▶ _ЗАДАНИЯ_
1. Что, согласно отрывку о Шекспире, Шейлок в «Венецианском купце» требует «по закону» со своего должника?
2. Напишите продолжение отрывка о Шекспире, начиная сразу после его последнего предложения.

▶ _ФРАГМЕНТ ИСТОЧНИКА_
◇ ◇ ◇ ◇

Шекспир осуждает феодалов типа Ричарда III, леди Макбет, короля Клавдия, короля Джона и др., изображая бесконечную цепь свершаемых ими злодеяний.
Все хроники и исторические трагедии Шекспира показывают, как эти злодеи добиваются власти, шагая по трупам соперников. Осуждая в их лице кровавое насилие и беззаконный произвол старого феодального мира, Шекспир вместе с тем осуждает и новые формы узаконенного грабежа, лжи и произвола новых хищников, учуявших возможность добывать наживу способами, более современными и «законными».
Шейлок в «Венецианском купце» точно «по закону» требует фунт мяса своего должника.
Порция:
...дух и текст закона совершенно
Согласны с тем взысканием, что здесь,
В сем векселе означено так ясно.
Шейлок:
Так, точно так. О, мудрый судия,
Правдивейший! На сколько же ты старше,
Чем кажешься!
Порция (к Антонио):
Итак, раскройте грудь.
Шейлок:
Да, грудь его: так вексель говорит мой,
Не правда ли, почтеннейший судья?
Так сказано: как можно ближе к сердцу —
Не так ли?
Порция:
Да. А есть ли здесь весы?
Они нужны, чтоб свешать мясо.
Шейлок:
Как же!
Я их принес.
Порция:
Так припасите тоже
На ваш же счет хирурга, чтоб ему
Перевязал он рану — а иначе
Он кровию, пожалуй, изойдет.
Шейлок:
А в векселе написано об этом?
Порция:
Не написано, но это все равно.
Конечно, вы должны из состраданья
Так поступить.
Шейлок (глядя на вексель):
Нет, не могу найти
Я в векселе условие такое.
(Венец, купец, д. IV, сц. I. Перев. (П. Вейнберг)
Хотя Шейлок ни на йоту не отступает от точного юридического текста векселя, поступки его вызывают такое же отвращение, как и типичные преступления средневековья.
Было бы смехотворным отыскивать у Шекспира теоретическую аргументацию против буржуазного строя. Гуманист-Шекспир выдвигает как центральную проблему человека с его страстями и деятельностью. Он с глубоким презрением относится к людям, вся жизнь которых заключается в удовлетворении своей алчности. Шекспир отчетливо видел, что страсть к обогащению, золоту и деньгам, царящая в новом обществе, так же несовместима с гуманистическим идеалам человека, как и средневековое царство кулачного права.
Именно в Англии, где одни и те же люди постепенно начинали пользоваться новыми способами обогащения, не брезгуя в то же время испытанными старыми, трудно было различать и разграничивать, что именно в подлости и эгоизме того или иного хищника происходит из средневековья, а что — от нового времени.

◇ ◇ ◇ ◇

▶ _ИСХОДНЫЕ ДАННЫЕ_
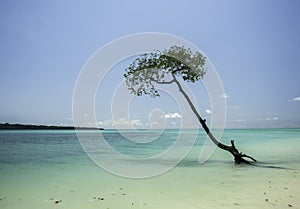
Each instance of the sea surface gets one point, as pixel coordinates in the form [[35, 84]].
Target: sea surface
[[53, 169]]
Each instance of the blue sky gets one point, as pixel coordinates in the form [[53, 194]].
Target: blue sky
[[254, 45]]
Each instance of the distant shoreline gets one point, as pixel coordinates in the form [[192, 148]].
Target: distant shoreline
[[8, 126]]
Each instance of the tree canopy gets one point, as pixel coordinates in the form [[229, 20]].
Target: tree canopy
[[159, 67]]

◇ ◇ ◇ ◇

▶ _ОТВЕТЫ ПО ЗАДАНИЯМ_
1. Фунт мяса своего должника.

2.
Типичный пример такого совмещения — герцог Суффольк. Опасный карьерист, прибегающий к старым испытанным средствам: клевете, дворцовым интригам и убийству из-за угла, Суффольк занимается в то же время огораживанием мельфордских полей, т. е. уже в полном соответствии с духом и «законами» времени захватывает землю, принадлежащую населению:
Суффольк (просителю): А ты о чем просишь? (читает): «Жалоба на герцога Суффолька за то, что он огородил Мельфордские выгоны». Это еще что такое, негодяй?
Проситель: Увы, милорд, я не более, как бедный проситель от лица всех наших горожан» (Генрих VI, ч. II, д. I, сц. III).
Но и там, где нет такого совмещения, Шекспир беспощадно клеймит новых рыцарей наживы, указывая их глубокое родство со старыми.
Ростовщики и сенаторы в «Тимоне Афинском» — такие же хищники, как Суффольк или Ричард III. Только трусливей и подлей: с ласковым видом ждут они когда можно будет вцепиться в горло добыче. К этим новым «вежливым убийцам» обращается Шекспир устами Тимона Афинского:
Тимон (своим гостям):
Желаю долго жить
Под бременем людского отвращенья
Вам, вежливым убийцам, вам, волкам
Смиреннейшим, вам, гадким паразитам,
С ласкательной улыбкой на губах.
Вам, ласковым медведям, вам, обжорам,
Шутам судьбы, толпе паскудных мух...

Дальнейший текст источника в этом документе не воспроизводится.